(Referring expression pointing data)
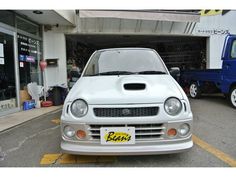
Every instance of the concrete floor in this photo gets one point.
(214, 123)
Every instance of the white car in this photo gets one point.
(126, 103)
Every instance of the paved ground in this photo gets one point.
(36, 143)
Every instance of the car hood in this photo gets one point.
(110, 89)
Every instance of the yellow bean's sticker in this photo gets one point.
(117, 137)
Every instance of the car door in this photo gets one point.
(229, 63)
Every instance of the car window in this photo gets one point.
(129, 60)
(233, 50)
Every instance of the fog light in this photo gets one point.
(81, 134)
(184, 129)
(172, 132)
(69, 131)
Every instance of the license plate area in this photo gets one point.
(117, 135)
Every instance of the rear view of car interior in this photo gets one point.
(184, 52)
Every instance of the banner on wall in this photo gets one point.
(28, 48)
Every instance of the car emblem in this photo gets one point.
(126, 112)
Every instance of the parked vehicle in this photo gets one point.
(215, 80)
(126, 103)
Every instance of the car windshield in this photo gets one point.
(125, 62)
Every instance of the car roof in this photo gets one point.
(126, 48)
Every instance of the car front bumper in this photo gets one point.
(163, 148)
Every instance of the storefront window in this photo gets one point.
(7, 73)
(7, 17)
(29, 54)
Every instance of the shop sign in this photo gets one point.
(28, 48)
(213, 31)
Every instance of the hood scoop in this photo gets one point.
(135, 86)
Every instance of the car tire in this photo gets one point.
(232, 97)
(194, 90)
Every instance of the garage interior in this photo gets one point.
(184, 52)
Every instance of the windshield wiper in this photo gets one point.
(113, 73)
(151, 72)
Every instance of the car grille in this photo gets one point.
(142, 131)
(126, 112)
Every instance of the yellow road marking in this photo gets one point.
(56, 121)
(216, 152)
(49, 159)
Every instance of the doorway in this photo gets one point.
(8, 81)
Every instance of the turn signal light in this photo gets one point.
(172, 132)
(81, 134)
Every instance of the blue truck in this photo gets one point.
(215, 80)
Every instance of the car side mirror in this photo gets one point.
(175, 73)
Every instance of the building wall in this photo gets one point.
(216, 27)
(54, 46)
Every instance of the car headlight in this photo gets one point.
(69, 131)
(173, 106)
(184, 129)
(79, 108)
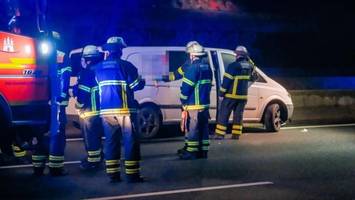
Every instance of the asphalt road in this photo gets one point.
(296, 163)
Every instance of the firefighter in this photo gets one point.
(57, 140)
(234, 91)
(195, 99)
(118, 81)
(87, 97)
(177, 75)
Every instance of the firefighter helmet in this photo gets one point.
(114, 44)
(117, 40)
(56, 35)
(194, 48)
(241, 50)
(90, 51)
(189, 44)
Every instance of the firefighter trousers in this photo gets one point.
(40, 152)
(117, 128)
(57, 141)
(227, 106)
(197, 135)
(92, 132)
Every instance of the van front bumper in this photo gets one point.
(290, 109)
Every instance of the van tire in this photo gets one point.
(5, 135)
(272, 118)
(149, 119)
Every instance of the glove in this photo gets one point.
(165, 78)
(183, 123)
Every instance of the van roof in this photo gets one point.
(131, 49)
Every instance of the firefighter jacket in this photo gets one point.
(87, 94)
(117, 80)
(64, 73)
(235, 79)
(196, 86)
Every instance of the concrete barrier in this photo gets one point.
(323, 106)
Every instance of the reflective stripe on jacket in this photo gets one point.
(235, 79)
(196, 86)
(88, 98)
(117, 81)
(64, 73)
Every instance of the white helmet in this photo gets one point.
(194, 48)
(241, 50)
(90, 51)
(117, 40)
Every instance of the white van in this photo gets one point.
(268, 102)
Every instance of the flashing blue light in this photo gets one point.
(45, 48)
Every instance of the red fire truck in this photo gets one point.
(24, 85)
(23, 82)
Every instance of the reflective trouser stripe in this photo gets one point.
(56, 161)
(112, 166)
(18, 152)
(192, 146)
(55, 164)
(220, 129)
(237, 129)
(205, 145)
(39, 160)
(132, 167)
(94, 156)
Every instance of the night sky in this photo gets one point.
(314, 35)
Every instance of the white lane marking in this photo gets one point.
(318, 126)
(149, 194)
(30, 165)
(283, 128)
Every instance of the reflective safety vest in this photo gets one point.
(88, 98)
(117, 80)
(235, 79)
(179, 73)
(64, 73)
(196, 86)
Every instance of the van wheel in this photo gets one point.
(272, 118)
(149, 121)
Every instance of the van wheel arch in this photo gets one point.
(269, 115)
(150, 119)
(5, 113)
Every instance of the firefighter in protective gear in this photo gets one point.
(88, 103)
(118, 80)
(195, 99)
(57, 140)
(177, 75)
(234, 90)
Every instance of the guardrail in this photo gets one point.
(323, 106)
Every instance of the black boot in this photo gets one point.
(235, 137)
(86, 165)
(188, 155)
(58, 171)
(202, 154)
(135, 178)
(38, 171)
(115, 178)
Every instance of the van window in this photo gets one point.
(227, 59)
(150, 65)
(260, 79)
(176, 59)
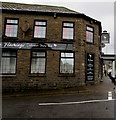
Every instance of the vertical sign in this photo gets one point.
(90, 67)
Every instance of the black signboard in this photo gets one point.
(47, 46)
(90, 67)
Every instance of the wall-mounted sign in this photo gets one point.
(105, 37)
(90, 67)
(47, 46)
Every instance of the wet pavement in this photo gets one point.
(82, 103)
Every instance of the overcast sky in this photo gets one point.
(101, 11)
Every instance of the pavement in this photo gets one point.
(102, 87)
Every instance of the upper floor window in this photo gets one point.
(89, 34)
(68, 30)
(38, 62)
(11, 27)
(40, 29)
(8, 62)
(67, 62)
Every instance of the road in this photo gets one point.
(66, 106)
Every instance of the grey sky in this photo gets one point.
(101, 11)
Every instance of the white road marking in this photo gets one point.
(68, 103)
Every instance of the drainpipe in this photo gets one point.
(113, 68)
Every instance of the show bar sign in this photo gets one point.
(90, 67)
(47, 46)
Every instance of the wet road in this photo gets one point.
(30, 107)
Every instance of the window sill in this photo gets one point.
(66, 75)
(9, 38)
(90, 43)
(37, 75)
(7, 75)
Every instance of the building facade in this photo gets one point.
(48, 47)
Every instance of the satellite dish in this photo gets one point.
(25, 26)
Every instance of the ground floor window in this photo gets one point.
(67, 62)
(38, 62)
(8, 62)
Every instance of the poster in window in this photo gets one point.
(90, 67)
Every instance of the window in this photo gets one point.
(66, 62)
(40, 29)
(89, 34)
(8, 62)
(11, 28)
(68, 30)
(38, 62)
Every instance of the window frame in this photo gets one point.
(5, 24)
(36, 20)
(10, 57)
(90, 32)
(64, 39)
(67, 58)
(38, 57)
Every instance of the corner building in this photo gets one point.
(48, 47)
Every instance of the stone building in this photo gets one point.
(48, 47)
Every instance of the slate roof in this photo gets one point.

WHAT IS EXPECTED —
The answer must consist of the entries above, reproduced word for word, without any pictures.

ANSWER BOX —
Every instance of the concrete floor in this photo gets one point.
(214, 123)
Every instance of the white car in this photo gets one point.
(126, 103)
Every instance of the paved ground in this photo gets one point.
(36, 143)
Every instance of the car hood in this photo gets one point.
(110, 89)
Every instance of the yellow bean's sticker in this photo gets one point.
(117, 137)
Every instance of the car door in this photo gets one point.
(229, 63)
Every instance of the car window in this photo gets one point.
(129, 60)
(233, 50)
Every instance of the fog light in this photo gets one point.
(81, 134)
(184, 129)
(172, 132)
(69, 131)
Every instance of the license plate area in this photo gets one point.
(117, 135)
Every instance of the rear view of car interior in this photo gets one point.
(184, 52)
Every instance of the banner on wall in this photo gets one point.
(28, 48)
Every instance of the car emblem in this photo gets one point.
(126, 112)
Every instance of the parked vehicle in this photo gets one point.
(215, 80)
(126, 103)
Every instance of the car windshield in this photo gets one point.
(125, 62)
Every instance of the car roof in this photo gets one point.
(126, 48)
Every instance of the car front bumper in this photo gets one point.
(163, 148)
Every instance of the storefront window in this photo gets one point.
(7, 73)
(7, 17)
(29, 54)
Every instance of the shop sign in this photo gets one point.
(28, 48)
(213, 31)
Every instance of the hood scoop in this photo gets one point.
(135, 86)
Every instance of the car tire in this photo gets one point.
(232, 97)
(194, 90)
Every instance of the garage interior in this photo gets one point.
(184, 52)
Every instance of the windshield wiper in this photo gets one point.
(113, 73)
(151, 72)
Every instance of the car grille in this photo gets one point.
(142, 131)
(126, 112)
Every instance of the yellow road marking in this photo gets one point.
(56, 121)
(216, 152)
(49, 159)
Every instance of the doorway in this photo gets one point.
(8, 81)
Every instance of the turn signal light in this photo gets one point.
(172, 132)
(81, 134)
Every instance of the blue truck in this photo gets one point.
(215, 80)
Every instance of the car side mirror in this photo gets one point.
(175, 73)
Every instance of the building wall in this photo gets one point.
(216, 27)
(54, 46)
Every instance of the car headlight in this photo gets one point.
(69, 131)
(173, 106)
(184, 129)
(79, 108)
Every instance of the asphalt road in this photo gets one point.
(296, 163)
Every instance of the firefighter in this photo gets one point.
(57, 140)
(234, 91)
(195, 99)
(118, 81)
(87, 97)
(177, 75)
Every instance of the firefighter helmet in this photo gets one point.
(114, 44)
(117, 40)
(56, 35)
(194, 48)
(241, 50)
(90, 51)
(189, 44)
Every instance of the firefighter trousers in this photo gets one point.
(40, 152)
(117, 128)
(57, 141)
(227, 106)
(197, 135)
(92, 132)
Every instance of the van front bumper in this photo gets one point.
(290, 109)
Every instance of the van tire in this photo gets one point.
(5, 135)
(272, 118)
(149, 119)
Every instance of the glove in this photo gets one point.
(165, 78)
(183, 123)
Every instance of the van roof in this photo gets one point.
(131, 49)
Every instance of the firefighter jacket in this photo gets one point.
(87, 94)
(117, 80)
(64, 73)
(235, 79)
(196, 86)
Every instance of the concrete barrier in this photo gets one point.
(323, 106)
Every instance of the reflective stripe on jacket in this photo gets one point.
(235, 79)
(196, 86)
(88, 98)
(117, 81)
(64, 73)
Every instance of the white helmet in this photo gets one point.
(194, 48)
(241, 50)
(90, 51)
(117, 40)
Every instance of the white van in this photo gets one point.
(268, 102)
Every instance of the flashing blue light in this photo gets one point.
(45, 48)
Every instance of the red fire truck in this photo gets one point.
(24, 85)
(23, 82)
Every instance of the reflective trouser stripe in this photo gets one point.
(56, 161)
(112, 166)
(18, 152)
(192, 146)
(55, 164)
(220, 129)
(237, 129)
(205, 145)
(39, 160)
(132, 167)
(94, 156)
Every instance of the night sky in this photo gets one point.
(314, 35)
Every instance of the white lane marking in this photo gets one point.
(318, 126)
(149, 194)
(30, 165)
(283, 128)
Every instance of the reflective safety vest in this photo gets one point.
(88, 98)
(117, 80)
(235, 79)
(179, 73)
(64, 73)
(196, 86)
Every instance of the van wheel in this photo gets one point.
(272, 118)
(149, 121)
Every instance of the van wheel arch in this photo gets one point.
(269, 115)
(150, 119)
(5, 113)
Every instance of the firefighter in protective gear in this photo gets one point.
(88, 103)
(118, 80)
(195, 99)
(57, 140)
(177, 75)
(234, 90)
Every instance of the guardrail in this photo gets one point.
(323, 106)
Every instance of the black boot in this photo gets one point.
(235, 137)
(86, 165)
(188, 155)
(58, 171)
(202, 154)
(135, 178)
(38, 171)
(115, 178)
Every instance of the van window in this photo gets one point.
(227, 59)
(150, 65)
(260, 79)
(176, 59)
Every instance of the vertical sign in this photo gets one point.
(90, 67)
Every instance of the black signboard in this photo gets one point.
(47, 46)
(90, 67)
Every instance of the wall-mounted sign in this photo gets one point.
(105, 37)
(90, 67)
(47, 46)
Every instance of the wet pavement in this photo gets one point.
(82, 103)
Every instance of the overcast sky in this photo gets one point.
(101, 11)
Every instance of the pavement in this photo gets one point.
(102, 87)
Every instance of the upper floor window in this photo gets one point.
(89, 34)
(68, 30)
(38, 62)
(11, 27)
(40, 29)
(8, 62)
(67, 62)
Every instance of the road in this photo gets one point.
(66, 106)
Every instance of the grey sky in this photo gets one point.
(101, 11)
Every instance of the white road marking in this photo gets one point.
(68, 103)
Every instance of the drainpipe in this photo gets one point.
(113, 68)
Every instance of the show bar sign in this photo gets one point.
(90, 67)
(47, 46)
Every instance of the wet road in this photo gets one point.
(30, 107)
Every instance of the window sill in this photo gets one point.
(66, 75)
(9, 38)
(90, 43)
(37, 75)
(7, 75)
Every instance of the building facade in this photo gets one point.
(48, 47)
Every instance of the satellite dish in this photo gets one point.
(25, 26)
Every instance of the ground floor window in this photo gets one point.
(67, 62)
(38, 62)
(8, 62)
Every instance of the poster in window in this photo gets one point.
(90, 67)
Every instance of the window in this photo gets one point.
(66, 62)
(40, 29)
(89, 34)
(8, 62)
(11, 28)
(68, 30)
(38, 62)
Every instance of the window frame in this photo gets one point.
(5, 24)
(36, 20)
(10, 57)
(90, 32)
(64, 39)
(67, 58)
(38, 57)
Every instance of the corner building in this photo gets one point.
(48, 47)
Every instance of the stone building in this photo gets one point.
(48, 47)
Every instance of the slate roof in this photo gets one point.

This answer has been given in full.